--- Segmento de texto ---

As populações a nível mundial, e até a civilização como a conhecemos, estão perante um problema grave: a população em número quase estável durante mil e oitocentos anos, aumentou dos mil milhões de seres humanos em 1800, para os atuais 8 mil milhões, isto em apenas 223 anos. Consequentemente as necessidades energéticas vão aumentar, e sem medidas adequadas vão aumentar os gases com efeito de estufa, a contaminação dos solos e dos oceanos. As próprias energias renováveis não são isentas de impactos ambientais significativos.
Entretanto o Planeta fará a sua parte e as alterações climáticas que lhe são inerentes por natureza. Nem que seja para se livrar desta espécie humana – através de uma pandemia provocada por um qualquer vírus preservado nos gelos que agora se fundem e para a qual a Ciência poderá não ter resposta de cura – raça que o incomoda com testes de bombas atómicas e lhe faz “comichão” com os seus produtos poluentes da indústria, produtos que nos proporcionam conforto e falsa sensação de poder económico, mas de produção poluente e cuja pretensa reciclagem mais não é do que despejar toneladas de resíduos não recicláveis em locais geográficos remotos, onde como “o olhar não vê, o coração não sente”.

--- Informação extraída ---

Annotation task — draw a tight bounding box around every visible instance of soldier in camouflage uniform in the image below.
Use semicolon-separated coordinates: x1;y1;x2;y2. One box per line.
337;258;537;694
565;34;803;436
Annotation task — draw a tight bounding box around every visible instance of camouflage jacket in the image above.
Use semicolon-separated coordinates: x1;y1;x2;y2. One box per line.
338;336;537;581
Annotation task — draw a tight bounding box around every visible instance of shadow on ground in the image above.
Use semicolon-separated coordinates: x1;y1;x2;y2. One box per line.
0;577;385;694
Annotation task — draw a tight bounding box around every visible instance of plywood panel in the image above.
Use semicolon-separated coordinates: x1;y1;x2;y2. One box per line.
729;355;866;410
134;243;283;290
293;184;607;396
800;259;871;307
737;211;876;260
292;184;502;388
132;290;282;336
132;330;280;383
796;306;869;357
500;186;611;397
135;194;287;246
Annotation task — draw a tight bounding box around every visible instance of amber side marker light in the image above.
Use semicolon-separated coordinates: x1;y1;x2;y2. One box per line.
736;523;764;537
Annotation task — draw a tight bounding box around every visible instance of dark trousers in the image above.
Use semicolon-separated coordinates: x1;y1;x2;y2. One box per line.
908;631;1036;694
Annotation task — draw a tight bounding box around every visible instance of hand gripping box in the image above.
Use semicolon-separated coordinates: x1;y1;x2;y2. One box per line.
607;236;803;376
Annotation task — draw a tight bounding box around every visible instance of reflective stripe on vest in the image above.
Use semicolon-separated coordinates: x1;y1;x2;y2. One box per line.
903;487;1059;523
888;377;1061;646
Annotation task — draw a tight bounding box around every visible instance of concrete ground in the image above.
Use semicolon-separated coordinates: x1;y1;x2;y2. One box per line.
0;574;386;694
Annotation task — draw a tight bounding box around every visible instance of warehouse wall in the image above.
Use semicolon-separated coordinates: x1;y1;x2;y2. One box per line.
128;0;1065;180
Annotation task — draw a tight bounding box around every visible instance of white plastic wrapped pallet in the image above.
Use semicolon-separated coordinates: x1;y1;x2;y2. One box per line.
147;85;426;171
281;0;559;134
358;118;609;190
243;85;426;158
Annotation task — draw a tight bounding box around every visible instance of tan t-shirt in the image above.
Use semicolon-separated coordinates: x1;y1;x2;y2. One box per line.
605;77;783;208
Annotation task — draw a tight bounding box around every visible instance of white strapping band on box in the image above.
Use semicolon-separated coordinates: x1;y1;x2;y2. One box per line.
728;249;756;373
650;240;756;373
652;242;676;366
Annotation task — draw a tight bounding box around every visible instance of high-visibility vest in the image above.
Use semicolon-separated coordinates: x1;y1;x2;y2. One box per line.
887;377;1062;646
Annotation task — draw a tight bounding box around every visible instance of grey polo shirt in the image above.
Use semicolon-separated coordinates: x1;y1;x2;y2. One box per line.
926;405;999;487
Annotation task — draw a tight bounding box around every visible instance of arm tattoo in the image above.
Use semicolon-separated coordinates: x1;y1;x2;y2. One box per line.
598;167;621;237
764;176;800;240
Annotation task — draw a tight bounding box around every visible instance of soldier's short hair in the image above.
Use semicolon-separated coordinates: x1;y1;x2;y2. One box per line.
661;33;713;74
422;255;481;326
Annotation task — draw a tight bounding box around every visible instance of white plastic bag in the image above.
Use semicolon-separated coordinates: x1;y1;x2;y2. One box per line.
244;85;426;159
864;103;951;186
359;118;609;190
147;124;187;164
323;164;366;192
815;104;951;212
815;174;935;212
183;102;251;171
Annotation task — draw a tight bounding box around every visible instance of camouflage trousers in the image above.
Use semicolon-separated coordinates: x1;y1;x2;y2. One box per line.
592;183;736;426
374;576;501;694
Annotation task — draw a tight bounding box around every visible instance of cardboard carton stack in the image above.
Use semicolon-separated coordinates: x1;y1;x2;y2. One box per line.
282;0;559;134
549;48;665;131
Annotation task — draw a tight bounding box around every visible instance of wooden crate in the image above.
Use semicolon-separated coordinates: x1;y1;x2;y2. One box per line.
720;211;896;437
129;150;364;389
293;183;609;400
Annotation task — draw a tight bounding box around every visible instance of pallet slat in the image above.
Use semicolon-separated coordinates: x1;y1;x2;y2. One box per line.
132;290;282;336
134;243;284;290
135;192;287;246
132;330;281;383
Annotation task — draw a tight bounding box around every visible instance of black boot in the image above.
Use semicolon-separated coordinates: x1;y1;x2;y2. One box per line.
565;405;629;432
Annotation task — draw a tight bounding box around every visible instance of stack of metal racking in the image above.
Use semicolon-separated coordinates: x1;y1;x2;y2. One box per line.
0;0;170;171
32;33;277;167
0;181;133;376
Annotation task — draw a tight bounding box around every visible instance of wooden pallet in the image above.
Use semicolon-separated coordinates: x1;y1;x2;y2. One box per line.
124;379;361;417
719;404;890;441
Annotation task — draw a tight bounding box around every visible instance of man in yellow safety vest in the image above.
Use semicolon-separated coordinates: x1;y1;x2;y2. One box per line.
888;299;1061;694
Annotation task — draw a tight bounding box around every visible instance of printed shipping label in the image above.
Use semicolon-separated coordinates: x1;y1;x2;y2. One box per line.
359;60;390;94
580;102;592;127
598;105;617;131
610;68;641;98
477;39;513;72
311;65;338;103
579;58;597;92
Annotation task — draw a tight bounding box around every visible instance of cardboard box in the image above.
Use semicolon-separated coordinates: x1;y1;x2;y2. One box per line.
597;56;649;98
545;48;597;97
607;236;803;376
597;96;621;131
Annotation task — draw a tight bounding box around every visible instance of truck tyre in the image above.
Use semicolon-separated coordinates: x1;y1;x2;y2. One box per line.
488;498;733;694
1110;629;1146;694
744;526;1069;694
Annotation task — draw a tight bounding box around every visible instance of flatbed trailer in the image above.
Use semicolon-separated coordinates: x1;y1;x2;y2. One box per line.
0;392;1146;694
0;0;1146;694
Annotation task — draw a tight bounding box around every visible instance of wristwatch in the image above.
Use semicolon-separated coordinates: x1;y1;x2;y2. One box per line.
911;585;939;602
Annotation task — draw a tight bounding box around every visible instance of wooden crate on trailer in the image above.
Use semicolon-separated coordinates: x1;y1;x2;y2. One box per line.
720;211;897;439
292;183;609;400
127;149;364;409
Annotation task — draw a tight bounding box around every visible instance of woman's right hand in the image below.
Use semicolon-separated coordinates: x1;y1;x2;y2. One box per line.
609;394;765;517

---
--- Informação extraída ---

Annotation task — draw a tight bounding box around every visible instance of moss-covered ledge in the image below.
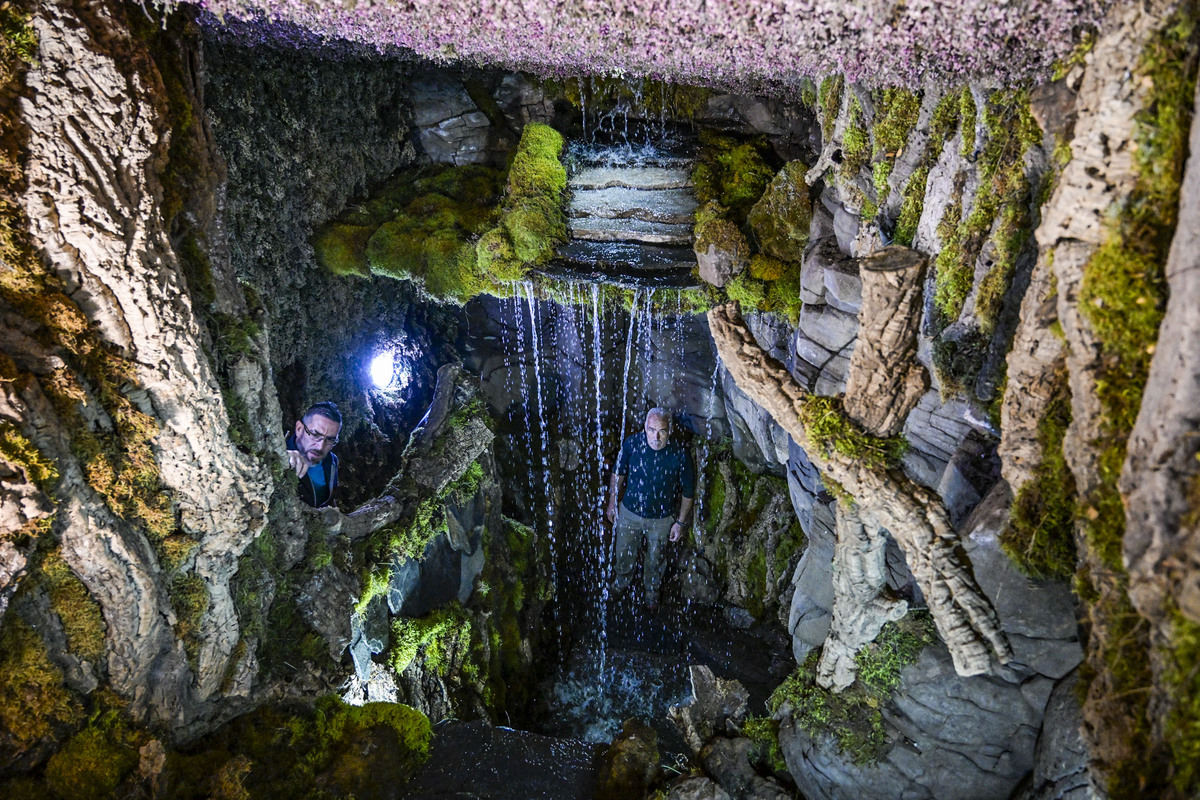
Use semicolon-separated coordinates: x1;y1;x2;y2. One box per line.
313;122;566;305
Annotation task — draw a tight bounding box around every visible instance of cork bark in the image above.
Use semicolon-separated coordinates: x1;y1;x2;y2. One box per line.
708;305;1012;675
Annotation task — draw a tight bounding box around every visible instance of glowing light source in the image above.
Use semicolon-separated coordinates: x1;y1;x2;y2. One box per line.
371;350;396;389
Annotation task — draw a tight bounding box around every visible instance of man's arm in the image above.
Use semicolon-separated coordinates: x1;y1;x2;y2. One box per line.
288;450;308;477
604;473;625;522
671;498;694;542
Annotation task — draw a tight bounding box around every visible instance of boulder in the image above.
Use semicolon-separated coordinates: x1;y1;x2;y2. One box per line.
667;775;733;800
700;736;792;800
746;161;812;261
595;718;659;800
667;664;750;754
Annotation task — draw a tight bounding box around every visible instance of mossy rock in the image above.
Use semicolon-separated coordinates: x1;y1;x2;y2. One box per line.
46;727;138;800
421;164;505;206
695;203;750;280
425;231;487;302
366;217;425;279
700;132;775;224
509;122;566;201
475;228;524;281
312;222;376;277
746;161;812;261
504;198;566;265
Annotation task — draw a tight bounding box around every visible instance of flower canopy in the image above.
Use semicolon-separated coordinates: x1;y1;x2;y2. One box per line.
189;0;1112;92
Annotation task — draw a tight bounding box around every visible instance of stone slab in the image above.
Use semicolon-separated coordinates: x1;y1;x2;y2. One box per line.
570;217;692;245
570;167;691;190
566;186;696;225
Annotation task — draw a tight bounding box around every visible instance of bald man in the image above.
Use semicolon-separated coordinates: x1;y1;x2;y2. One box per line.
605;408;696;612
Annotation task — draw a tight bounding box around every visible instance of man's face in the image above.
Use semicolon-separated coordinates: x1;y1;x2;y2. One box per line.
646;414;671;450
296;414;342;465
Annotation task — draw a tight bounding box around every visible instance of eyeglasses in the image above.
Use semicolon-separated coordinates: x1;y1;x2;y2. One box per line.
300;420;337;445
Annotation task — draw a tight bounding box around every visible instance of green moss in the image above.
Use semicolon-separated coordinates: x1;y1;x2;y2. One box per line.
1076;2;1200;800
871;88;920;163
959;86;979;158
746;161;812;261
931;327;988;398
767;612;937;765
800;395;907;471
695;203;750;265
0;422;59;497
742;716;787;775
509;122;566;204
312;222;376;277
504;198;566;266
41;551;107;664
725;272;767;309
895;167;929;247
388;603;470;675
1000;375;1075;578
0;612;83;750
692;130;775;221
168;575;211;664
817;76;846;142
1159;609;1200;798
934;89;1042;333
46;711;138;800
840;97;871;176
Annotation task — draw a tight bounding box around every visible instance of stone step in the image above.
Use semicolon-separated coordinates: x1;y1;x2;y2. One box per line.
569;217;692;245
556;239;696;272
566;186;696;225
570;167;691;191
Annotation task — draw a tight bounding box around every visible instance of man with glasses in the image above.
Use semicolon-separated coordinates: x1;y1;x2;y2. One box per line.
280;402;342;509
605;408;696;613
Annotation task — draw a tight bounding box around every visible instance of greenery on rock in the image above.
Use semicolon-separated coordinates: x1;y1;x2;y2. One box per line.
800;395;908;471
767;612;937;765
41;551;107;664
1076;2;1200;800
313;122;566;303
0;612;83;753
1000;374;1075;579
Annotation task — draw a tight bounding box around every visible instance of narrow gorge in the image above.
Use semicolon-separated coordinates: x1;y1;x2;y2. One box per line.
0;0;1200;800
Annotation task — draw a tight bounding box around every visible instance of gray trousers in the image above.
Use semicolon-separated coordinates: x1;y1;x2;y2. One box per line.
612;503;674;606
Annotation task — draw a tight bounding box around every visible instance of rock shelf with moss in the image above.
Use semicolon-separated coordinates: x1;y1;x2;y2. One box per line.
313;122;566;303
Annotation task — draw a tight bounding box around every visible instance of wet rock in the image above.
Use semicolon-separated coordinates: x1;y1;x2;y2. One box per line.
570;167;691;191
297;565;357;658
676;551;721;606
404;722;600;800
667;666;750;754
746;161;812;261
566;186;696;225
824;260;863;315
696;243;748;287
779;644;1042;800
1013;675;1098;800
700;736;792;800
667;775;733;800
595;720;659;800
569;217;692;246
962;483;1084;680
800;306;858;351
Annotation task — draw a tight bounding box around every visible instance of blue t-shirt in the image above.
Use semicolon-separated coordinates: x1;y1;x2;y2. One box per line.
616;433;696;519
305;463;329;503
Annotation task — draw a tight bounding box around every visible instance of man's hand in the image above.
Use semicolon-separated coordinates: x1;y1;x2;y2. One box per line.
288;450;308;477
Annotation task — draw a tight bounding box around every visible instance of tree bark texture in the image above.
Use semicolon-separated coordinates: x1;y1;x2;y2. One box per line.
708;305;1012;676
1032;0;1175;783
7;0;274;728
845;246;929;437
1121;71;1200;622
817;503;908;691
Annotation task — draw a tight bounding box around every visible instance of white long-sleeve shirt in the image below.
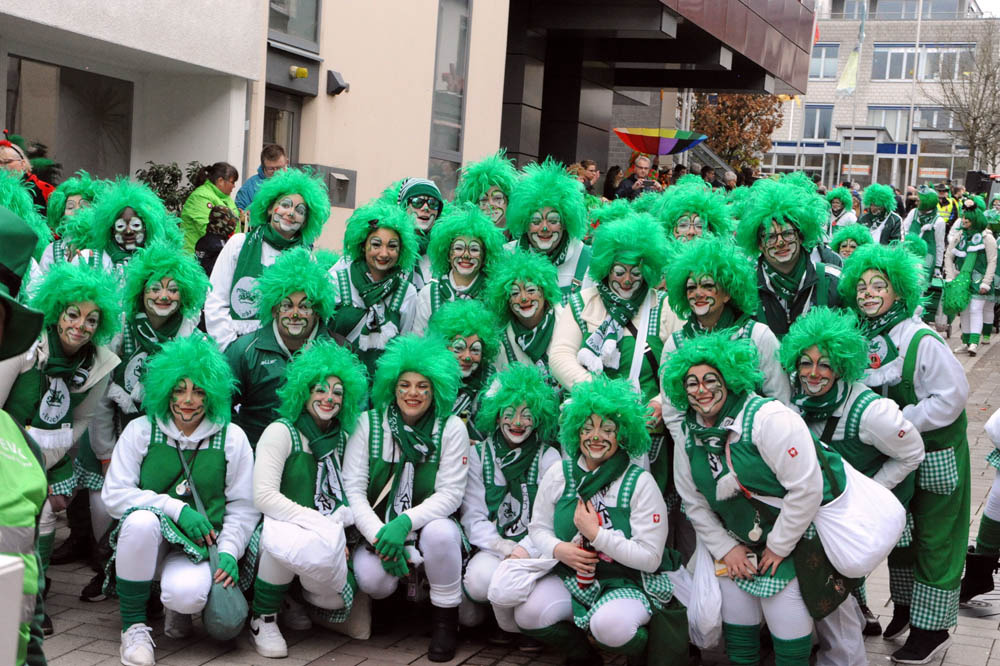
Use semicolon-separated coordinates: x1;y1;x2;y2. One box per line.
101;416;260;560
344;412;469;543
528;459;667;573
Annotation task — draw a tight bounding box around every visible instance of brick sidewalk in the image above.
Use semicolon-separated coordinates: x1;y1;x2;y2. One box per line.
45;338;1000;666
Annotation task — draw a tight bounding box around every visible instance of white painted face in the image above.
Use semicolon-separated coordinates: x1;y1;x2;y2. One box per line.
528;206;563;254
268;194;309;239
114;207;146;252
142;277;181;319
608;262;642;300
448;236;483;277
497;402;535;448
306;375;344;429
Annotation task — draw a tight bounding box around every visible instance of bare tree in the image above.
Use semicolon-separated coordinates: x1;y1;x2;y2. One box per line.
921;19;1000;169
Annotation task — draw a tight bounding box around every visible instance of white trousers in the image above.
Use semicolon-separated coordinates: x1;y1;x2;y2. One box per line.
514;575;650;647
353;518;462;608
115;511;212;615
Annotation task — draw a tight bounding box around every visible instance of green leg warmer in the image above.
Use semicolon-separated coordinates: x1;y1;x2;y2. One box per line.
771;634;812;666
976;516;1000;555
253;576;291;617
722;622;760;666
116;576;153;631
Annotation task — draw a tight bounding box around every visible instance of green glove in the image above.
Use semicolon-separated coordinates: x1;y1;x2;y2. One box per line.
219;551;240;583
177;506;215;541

---

- _Instrução de trabalho 1_
Transcreva do texto sobre o crescimento populacional o trecho de "As populações a" a "impactos ambientais significativos.".
- _Instrução de trabalho 2_
Segundo o texto sobre o crescimento populacional, quantos seres humanos havia em 1800?
- _Instrução de trabalho 3_
Continue o texto sobre o crescimento populacional a partir da última frase apresentada.

- _Área de resposta 1_
As populações a nível mundial, e até a civilização como a conhecemos, estão perante um problema grave: a população em número quase estável durante mil e oitocentos anos, aumentou dos mil milhões de seres humanos em 1800, para os atuais 8 mil milhões, isto em apenas 223 anos. Consequentemente as necessidades energéticas vão aumentar, e sem medidas adequadas vão aumentar os gases com efeito de estufa, a contaminação dos solos e dos oceanos. As próprias energias renováveis não são isentas de impactos ambientais significativos.

- _Área de resposta 2_
Mil milhões de seres humanos.

- _Área de resposta 3_
Por mim, quero ouvir o que os “Velhos do Restelo” têm para dizer, assim como associações ambientalistas abertas ao diálogo e consensos, especialistas em energia e ambiente, especialistas em economia reciclável, profissionais de saúde pública e tantos outros, que fazem falta para contribuírem para a solução do problema. A solução para a crise energética que se avizinha face ao crescimento vertiginoso da população e do impacto ambiental que daí resulta, necessita da competência, entusiasmo e participação de todos quantos são adeptos do diálogo para se conseguir uma solução racional.
E se o setor financeiro vê aí um bom negócio, cabe-nos discernir que interesses estão em jogo, e em que responsabilidades financeiras os países se vão comprometer por intermédio dos seus Governos. E estar atentos que para o negócio pode valer tudo, inclusivamente o escárnio na imprensa e manipulações tendenciosas. Para esta atitude exige-se cidadãos participativos e políticos competentes. Ainda que possa ser também apelidado de “Velho do Restelo” (obrigado pela distinção), parece-me que esta imposição da mobilidade elétrica está atrelada a um bom negócio. O que é bom, desde que traga felicidade, prosperidade e paz de espírito às populações e assim todos ganham. É assim que se passa e que vai acontecer?